Rows from a segmentation dataset:
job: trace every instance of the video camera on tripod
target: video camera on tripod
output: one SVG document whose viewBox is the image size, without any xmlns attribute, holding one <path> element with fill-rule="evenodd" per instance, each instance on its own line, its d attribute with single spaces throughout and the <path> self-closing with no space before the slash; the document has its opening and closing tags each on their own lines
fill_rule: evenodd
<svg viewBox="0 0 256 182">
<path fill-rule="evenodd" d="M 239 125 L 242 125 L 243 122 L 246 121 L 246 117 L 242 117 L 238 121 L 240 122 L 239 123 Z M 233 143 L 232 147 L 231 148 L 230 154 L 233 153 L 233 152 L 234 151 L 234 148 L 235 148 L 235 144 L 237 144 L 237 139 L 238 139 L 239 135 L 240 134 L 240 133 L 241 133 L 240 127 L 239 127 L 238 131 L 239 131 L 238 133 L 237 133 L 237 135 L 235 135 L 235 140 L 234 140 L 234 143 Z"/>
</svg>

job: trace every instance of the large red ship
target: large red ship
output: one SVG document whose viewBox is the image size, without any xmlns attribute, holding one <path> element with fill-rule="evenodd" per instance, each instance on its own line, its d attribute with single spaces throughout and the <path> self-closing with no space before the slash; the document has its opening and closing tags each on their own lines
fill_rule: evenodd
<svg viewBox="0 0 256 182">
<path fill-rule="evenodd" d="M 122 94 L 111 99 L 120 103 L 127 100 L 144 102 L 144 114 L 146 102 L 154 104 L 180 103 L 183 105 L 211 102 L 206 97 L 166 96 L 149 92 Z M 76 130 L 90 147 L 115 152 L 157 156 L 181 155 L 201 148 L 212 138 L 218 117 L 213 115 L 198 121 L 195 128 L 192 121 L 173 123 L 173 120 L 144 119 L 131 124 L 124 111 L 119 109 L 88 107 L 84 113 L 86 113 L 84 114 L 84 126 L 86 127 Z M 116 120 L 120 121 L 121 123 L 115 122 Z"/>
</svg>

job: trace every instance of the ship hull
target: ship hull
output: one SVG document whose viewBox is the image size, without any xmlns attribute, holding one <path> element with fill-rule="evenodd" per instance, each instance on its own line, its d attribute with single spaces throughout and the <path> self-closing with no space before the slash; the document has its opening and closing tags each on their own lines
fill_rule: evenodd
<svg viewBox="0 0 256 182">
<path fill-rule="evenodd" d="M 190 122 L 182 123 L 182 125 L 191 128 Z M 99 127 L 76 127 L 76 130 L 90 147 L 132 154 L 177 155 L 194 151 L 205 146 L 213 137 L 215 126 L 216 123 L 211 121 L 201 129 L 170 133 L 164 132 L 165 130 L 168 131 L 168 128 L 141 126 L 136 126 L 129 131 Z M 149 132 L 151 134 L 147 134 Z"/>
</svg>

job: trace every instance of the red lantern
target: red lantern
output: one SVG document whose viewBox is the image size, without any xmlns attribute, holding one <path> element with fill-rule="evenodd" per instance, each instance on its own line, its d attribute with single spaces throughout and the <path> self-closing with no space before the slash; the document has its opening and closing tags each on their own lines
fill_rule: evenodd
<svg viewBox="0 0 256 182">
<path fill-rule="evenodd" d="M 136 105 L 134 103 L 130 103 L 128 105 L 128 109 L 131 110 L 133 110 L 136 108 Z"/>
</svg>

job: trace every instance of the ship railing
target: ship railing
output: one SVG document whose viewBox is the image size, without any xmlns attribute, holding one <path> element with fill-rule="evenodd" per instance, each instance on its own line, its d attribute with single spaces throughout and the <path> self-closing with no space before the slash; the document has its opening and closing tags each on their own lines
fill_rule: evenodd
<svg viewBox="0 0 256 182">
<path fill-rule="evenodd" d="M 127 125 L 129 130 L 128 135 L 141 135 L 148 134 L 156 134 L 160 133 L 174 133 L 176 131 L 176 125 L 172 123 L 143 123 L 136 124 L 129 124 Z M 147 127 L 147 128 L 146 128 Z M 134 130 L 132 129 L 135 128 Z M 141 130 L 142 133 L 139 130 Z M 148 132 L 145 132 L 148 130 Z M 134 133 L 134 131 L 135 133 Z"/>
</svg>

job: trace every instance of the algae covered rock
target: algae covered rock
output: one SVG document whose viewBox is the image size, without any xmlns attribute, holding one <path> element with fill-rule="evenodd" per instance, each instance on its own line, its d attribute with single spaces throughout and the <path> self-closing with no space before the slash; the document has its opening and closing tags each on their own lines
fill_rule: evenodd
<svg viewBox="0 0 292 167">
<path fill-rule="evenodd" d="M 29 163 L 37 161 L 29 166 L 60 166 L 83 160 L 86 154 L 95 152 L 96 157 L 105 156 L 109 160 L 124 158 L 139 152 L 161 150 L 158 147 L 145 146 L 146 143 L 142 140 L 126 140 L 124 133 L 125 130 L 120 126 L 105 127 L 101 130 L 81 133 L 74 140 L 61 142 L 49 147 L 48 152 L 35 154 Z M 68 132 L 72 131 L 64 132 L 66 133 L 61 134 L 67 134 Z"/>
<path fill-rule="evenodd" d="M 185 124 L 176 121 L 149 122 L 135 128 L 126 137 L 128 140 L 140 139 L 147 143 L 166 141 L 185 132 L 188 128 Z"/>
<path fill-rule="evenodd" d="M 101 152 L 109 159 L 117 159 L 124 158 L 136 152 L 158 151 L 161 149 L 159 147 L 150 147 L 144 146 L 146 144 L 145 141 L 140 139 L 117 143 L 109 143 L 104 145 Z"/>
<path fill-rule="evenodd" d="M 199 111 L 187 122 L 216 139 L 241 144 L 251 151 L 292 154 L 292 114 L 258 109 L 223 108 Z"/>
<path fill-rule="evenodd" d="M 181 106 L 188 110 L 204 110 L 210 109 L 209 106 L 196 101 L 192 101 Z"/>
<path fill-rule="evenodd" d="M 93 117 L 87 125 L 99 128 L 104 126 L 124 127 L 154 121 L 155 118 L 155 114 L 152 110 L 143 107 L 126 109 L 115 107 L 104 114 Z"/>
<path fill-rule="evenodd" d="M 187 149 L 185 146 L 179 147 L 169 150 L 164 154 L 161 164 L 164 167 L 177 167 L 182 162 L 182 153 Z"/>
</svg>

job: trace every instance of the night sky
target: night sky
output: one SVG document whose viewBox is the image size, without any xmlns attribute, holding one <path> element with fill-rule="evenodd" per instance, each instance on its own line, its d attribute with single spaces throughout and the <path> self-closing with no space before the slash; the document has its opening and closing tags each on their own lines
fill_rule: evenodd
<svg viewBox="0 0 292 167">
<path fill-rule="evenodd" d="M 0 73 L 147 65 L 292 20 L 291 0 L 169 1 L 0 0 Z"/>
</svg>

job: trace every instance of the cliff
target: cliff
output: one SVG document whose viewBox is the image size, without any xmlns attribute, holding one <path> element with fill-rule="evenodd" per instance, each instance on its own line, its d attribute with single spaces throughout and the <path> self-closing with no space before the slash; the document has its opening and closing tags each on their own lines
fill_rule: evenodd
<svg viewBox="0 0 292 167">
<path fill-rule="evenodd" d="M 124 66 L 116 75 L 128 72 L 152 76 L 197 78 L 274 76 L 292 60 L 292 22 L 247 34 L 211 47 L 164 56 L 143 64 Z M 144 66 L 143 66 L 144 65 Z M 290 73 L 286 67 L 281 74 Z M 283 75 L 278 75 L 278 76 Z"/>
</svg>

Directions — Restate every record exactly, leaving nothing out.

Exercise solution —
job: trace every instance of the video camera on tripod
target: video camera on tripod
output: one SVG document whose viewBox is the image size, without any xmlns attribute, holding one <path> element with fill-rule="evenodd" per instance, each instance on its own line, its d attribute with single spaces throughout and the <path> self-closing with no space before the slash; the document has its opening and closing tags each on their own lines
fill_rule: evenodd
<svg viewBox="0 0 256 182">
<path fill-rule="evenodd" d="M 239 125 L 242 125 L 243 122 L 246 121 L 246 117 L 242 117 L 238 121 L 240 122 L 239 123 Z M 233 143 L 232 147 L 231 148 L 230 154 L 233 153 L 233 152 L 234 151 L 234 148 L 235 148 L 235 144 L 237 144 L 237 139 L 238 139 L 239 135 L 240 134 L 240 133 L 241 133 L 240 127 L 239 127 L 238 131 L 239 131 L 238 133 L 237 133 L 237 135 L 235 135 L 235 140 L 234 140 L 234 143 Z"/>
</svg>

job: trace every instance of the large red ship
target: large red ship
output: one SVG document whose viewBox is the image size, without any xmlns attribute, holding one <path> element with fill-rule="evenodd" per instance, each instance on its own line, its d attribute with single spaces throughout and the <path> self-closing with no space before the slash; the document has its opening and closing tags each on their own lines
fill_rule: evenodd
<svg viewBox="0 0 256 182">
<path fill-rule="evenodd" d="M 122 94 L 111 99 L 120 103 L 127 100 L 144 102 L 144 114 L 146 102 L 154 104 L 180 103 L 183 105 L 211 102 L 206 97 L 166 96 L 149 92 Z M 76 130 L 90 147 L 115 152 L 157 156 L 181 155 L 201 148 L 212 138 L 218 117 L 213 115 L 198 121 L 195 128 L 192 121 L 173 123 L 173 120 L 144 119 L 131 124 L 124 111 L 119 109 L 88 107 L 84 113 L 86 113 L 84 114 L 84 126 L 86 127 Z M 116 120 L 120 121 L 121 123 L 115 122 Z"/>
</svg>

job: trace every instance of the ship hull
target: ship hull
output: one SVG document whose viewBox is the image size, without any xmlns attribute, holding one <path> element with fill-rule="evenodd" per instance, each instance on its own line, its d attribute with single spaces throughout and the <path> self-closing with no space before the slash; the document has its opening and closing tags each on their own lines
fill_rule: evenodd
<svg viewBox="0 0 256 182">
<path fill-rule="evenodd" d="M 190 122 L 182 123 L 182 125 L 191 128 Z M 99 127 L 76 127 L 76 130 L 90 147 L 132 154 L 177 155 L 194 151 L 205 146 L 213 137 L 215 126 L 216 123 L 211 121 L 201 129 L 170 133 L 164 132 L 165 130 L 168 131 L 168 128 L 141 126 L 136 126 L 129 131 Z M 149 132 L 151 134 L 147 134 Z"/>
</svg>

job: trace every instance of the red lantern
target: red lantern
output: one SVG document whose viewBox is the image size, without any xmlns attribute, holding one <path> element with fill-rule="evenodd" per instance, each instance on its own line, its d attribute with single spaces throughout and the <path> self-closing with no space before the slash; the document has its opening and closing tags each on their own lines
fill_rule: evenodd
<svg viewBox="0 0 256 182">
<path fill-rule="evenodd" d="M 136 105 L 134 103 L 130 103 L 128 105 L 128 109 L 131 110 L 133 110 L 136 108 Z"/>
</svg>

job: trace every instance of the ship railing
target: ship railing
output: one SVG document whose viewBox is the image size, without any xmlns attribute, holding one <path> element with fill-rule="evenodd" per instance, each instance on its own line, its d attribute with single spaces throughout and the <path> self-closing with no space before the slash; the document has its opening and closing tags each on their own lines
fill_rule: evenodd
<svg viewBox="0 0 256 182">
<path fill-rule="evenodd" d="M 127 125 L 129 130 L 128 135 L 141 135 L 148 134 L 156 134 L 160 133 L 174 133 L 176 131 L 176 125 L 172 123 L 143 123 L 136 124 L 129 124 Z M 147 127 L 147 128 L 146 128 Z M 134 130 L 132 129 L 135 128 Z M 141 130 L 142 133 L 139 130 Z M 148 132 L 145 132 L 148 130 Z M 134 133 L 134 131 L 135 133 Z"/>
</svg>

job: trace every instance of the algae covered rock
target: algae covered rock
output: one SVG document whose viewBox is the image size, without any xmlns attribute, holding one <path> element with fill-rule="evenodd" per instance, each instance on its own line, its d attribute with single spaces throughout and the <path> self-closing with no space before the slash; the document has its opening and closing tags each on their own lines
fill_rule: evenodd
<svg viewBox="0 0 292 167">
<path fill-rule="evenodd" d="M 29 163 L 37 161 L 29 166 L 60 166 L 83 160 L 86 154 L 95 152 L 96 157 L 105 156 L 109 160 L 124 158 L 139 152 L 161 150 L 158 147 L 145 146 L 146 143 L 142 140 L 126 140 L 124 133 L 125 130 L 120 126 L 105 127 L 101 130 L 81 133 L 74 140 L 61 142 L 49 147 L 48 152 L 35 154 Z M 68 132 L 72 131 L 64 132 L 66 133 L 61 134 L 67 134 Z"/>
<path fill-rule="evenodd" d="M 185 124 L 176 121 L 149 122 L 135 128 L 126 137 L 128 140 L 140 139 L 147 143 L 166 141 L 185 132 L 188 128 Z"/>
<path fill-rule="evenodd" d="M 101 152 L 109 159 L 117 159 L 124 158 L 136 152 L 158 151 L 161 149 L 159 147 L 150 147 L 144 146 L 146 144 L 145 141 L 140 139 L 117 143 L 109 143 L 104 145 Z"/>
<path fill-rule="evenodd" d="M 199 111 L 187 122 L 216 139 L 241 144 L 251 151 L 292 154 L 292 114 L 258 109 L 223 108 Z"/>
<path fill-rule="evenodd" d="M 181 106 L 188 110 L 204 110 L 210 109 L 209 106 L 196 101 L 192 101 Z"/>
<path fill-rule="evenodd" d="M 93 117 L 87 125 L 99 128 L 104 126 L 124 127 L 154 121 L 155 118 L 155 114 L 152 110 L 143 107 L 126 109 L 115 107 L 104 114 Z"/>
<path fill-rule="evenodd" d="M 187 149 L 185 146 L 179 147 L 169 150 L 164 154 L 161 164 L 164 167 L 177 167 L 182 162 L 182 153 Z"/>
</svg>

job: trace every instance of the night sky
target: night sky
output: one SVG document whose viewBox is the image size, without any xmlns attribute, holding one <path> element with fill-rule="evenodd" per instance, each instance on its own line, its d attribute with single spaces throughout and the <path> self-closing with no space before the slash; the document has its opening and closing tags each on their own lines
fill_rule: evenodd
<svg viewBox="0 0 292 167">
<path fill-rule="evenodd" d="M 0 73 L 147 65 L 292 20 L 291 0 L 169 1 L 0 0 Z"/>
</svg>

job: trace every instance of the cliff
target: cliff
output: one SVG document whose viewBox is the image size, without any xmlns attribute, holding one <path> element with fill-rule="evenodd" per instance, each instance on its own line, its d attribute with single spaces throughout and the <path> self-closing with no space before the slash; the document has its opening and closing tags each on their own lines
fill_rule: evenodd
<svg viewBox="0 0 292 167">
<path fill-rule="evenodd" d="M 124 66 L 116 75 L 128 72 L 152 76 L 197 78 L 274 76 L 292 60 L 292 22 L 247 34 L 211 47 L 164 56 L 143 64 Z M 144 66 L 143 66 L 144 65 Z M 290 73 L 286 67 L 281 74 Z M 283 75 L 278 75 L 278 76 Z"/>
</svg>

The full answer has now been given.